| Ausgangstext |
• • •

Cyclisches Adenosinmonophosphat

Cyclisches Adenosinmonophosphat
Synonym(e)
cAMP
Englischer Begriff
cyclic adenosin monophosphate
Definition
Niedermolekularer Botenstoff („second messenger“) der zellulären Signaltransduktion, der u. a. zur Aktivierung von Proteinkinasen führt.
Molmasse
329,2 g.
Synthese – Verteilung – Abbau – Elimination
Aktivierung eines G-Protein-gekoppelten Rezeptors (z. B. durch Parathormon) führt zur Aktivierung der zellmembranständigen Adenylatcyclase und Bildung von cAMP aus ATP. Abbau unter Wirkung der Phosphodiesterase zu AMP (Details s. Lehrbücher der Biochemie).
Funktion – Pathophysiologie
Durch cAMP stimulierte Aktivierung von Proteinkinasen werden z. B. Ca2+-Kanäle geöffnet, die glatte Muskulatur relaxiert sowie zahlreiche Stoffwechselfunktionen wie Glykogenolyse und Lipolyse reguliert.
Untersuchungsmaterial – Entnahmebedingungen
Spontanurin, 24-Stunden-Sammelurin (unter Kühlung sammeln, ggf. Zusatz von Borsäure oder Thymol, Aliquot bis zur Analyse einfrieren). EDTA-Plasma (kein Heparin- und Citratplasma, Blutabnahmegefäß in Eiswasser, sofort gekühlt zentrifugieren, Plasma einfrieren).
Probenstabilität
Untersuchungsmaterialien sofort einfrieren.
Präanalytik
Geringfügige zirkadiane Rhythmik mit Maximum um 12:00 Uhr und niedrigsten Plasmakonzentrationen am späten Abend.
Analytik
Kompetitiver Immunoassay (z. B. mit 3H-markiertem cAMP).
Konventionelle Einheit
ng/mL (Plasma), mg/g Kreatinin, mg/Tag (Urin).
Internationale Einheit
nmol/L (Plasma), μmol/mol, μmol/Tag (Urin).
Umrechnungsfaktor zw. konv. u. int. Einheit
ng/mL × 3,04 = nmol/L, mg/g × 344 = μmol/mol, mg/Tag × 3,04 = μmol/Tag.
Referenzbereich – Erwachsene
EDTA-Plasma-cAMP: Frauen: 4,3–7,6 ng/mL, Männer: 4,6–8,6 ng/mL.

• • •

| Entnommenes Material |
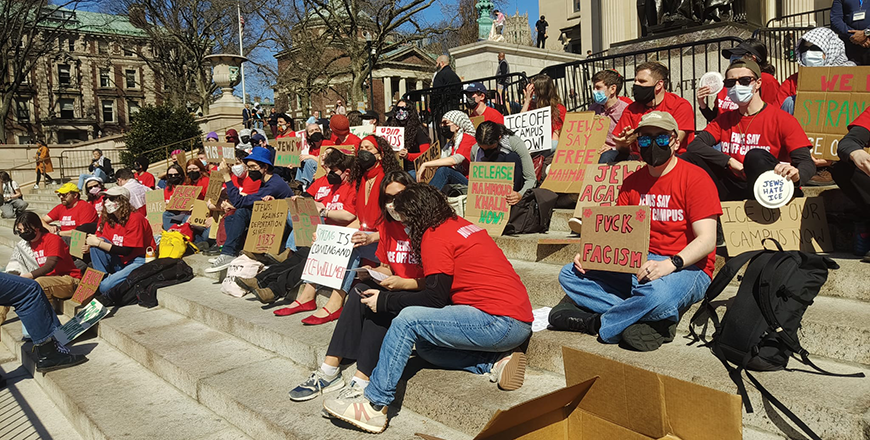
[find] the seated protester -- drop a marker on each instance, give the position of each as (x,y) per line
(142,174)
(755,50)
(72,213)
(119,246)
(606,87)
(259,167)
(755,138)
(643,309)
(458,129)
(475,101)
(463,319)
(13,203)
(540,93)
(852,174)
(360,332)
(416,140)
(650,95)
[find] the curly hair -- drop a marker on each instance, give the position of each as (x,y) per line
(389,160)
(422,207)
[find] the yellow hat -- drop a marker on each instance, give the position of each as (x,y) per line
(67,188)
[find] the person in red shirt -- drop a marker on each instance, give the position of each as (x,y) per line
(72,212)
(123,237)
(475,100)
(472,313)
(754,138)
(650,95)
(643,309)
(57,274)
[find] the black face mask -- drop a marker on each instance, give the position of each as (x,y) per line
(644,94)
(365,159)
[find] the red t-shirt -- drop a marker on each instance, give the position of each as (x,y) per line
(678,107)
(136,234)
(81,213)
(51,245)
(679,198)
(394,249)
(771,129)
(482,276)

• • •

| Zu beantwortende Fragen |
A. Unter welcher Enzymwirkung wird cAMP laut dem Text zu cyclischem Adenosinmonophosphat zu AMP abgebaut?
B. Setzen Sie den Text zu cyclischem Adenosinmonophosphat im Anschluss an seinen letzten Satz fort.
Das Material hat mit dem Text zu cyclischem Adenosinmonophosphat nichts zu tun.

| Nummerierte Antworten |
A. Unter Wirkung der Phosphodiesterase.

B.
Urin-cAMP Frauen und Männer: 0,29–2,10 mg/g, 0,33–3,58 mg/Tag.
Glomerulär filtriertes cAMP (s. u.): 18,3–45,5 nmol/L.
Referenzbereich – Kinder
Keine Daten.
Indikation
  • Verdacht auf Pseudohyperparathyreoidismus Typ I und II
  • Differenzialdiagnose Hypoparathyreoidismus vs. Pseudohypoparathyreoidismus
  • Verdacht auf Hyperparathyreoidismus mit grenzwertigen Parathormon-Befunden
Interpretation
EDTA-Plasma-cAMP nur für Berechnung der glomerulären cAMP-Filtration wichtig.
Urin-cAMP erhöht bei
  • primärem Hyperparathyreoidismus (85 % der Patienten),
  • Pseudohypoparathyreoidismus Typ II und
  • humoraler Hyperkalziämie des Tumorpatienten (50 %), Calcium-Malabsorption, Manie, Familiärem Mittelmeerfieber.
Urin-cAMP erniedrigt bei
Diagnostische Wertigkeit
  • Etwa 50 % des Urin-cAMP resultiert aus der glomerulären Filtration des Plasma-cAMP, die anderen 50 % aus der Synthese in der Niere und tubularer Sezernierung (= nephrogenes cAMP). Letzteres steht unter direkter Kontrolle des Parathormons.
  • Da Parathormon in der Nierenrinde die Adenylatcyclase stimuliert, resultiert bei Hyperparathyreoidismus eine erhöhte, bei Hypoparathyreoidismus eine verminderte cAMP-Ausscheidung.
  • Pseudohypoparathyreoidismus Typ I entspricht einer Endorganresistenz gegen Parathormon durch einen Defekt des Parathormonrezeptors. Parathormon kann deshalb die Adenylatcyclase nicht aktivieren, woraus eine verminderte cAMP-Ausscheidung resultiert.
  • Bei Pseudohypoparathyreoidismus Typ II ist dagegen der Parathormonrezeptor intakt (nur die Weiterverarbeitung des chemischen Signals gestört), sodass hohe Parathormonkonzentrationen auch zu einer erhöhten Ausscheidung von cAMP führen.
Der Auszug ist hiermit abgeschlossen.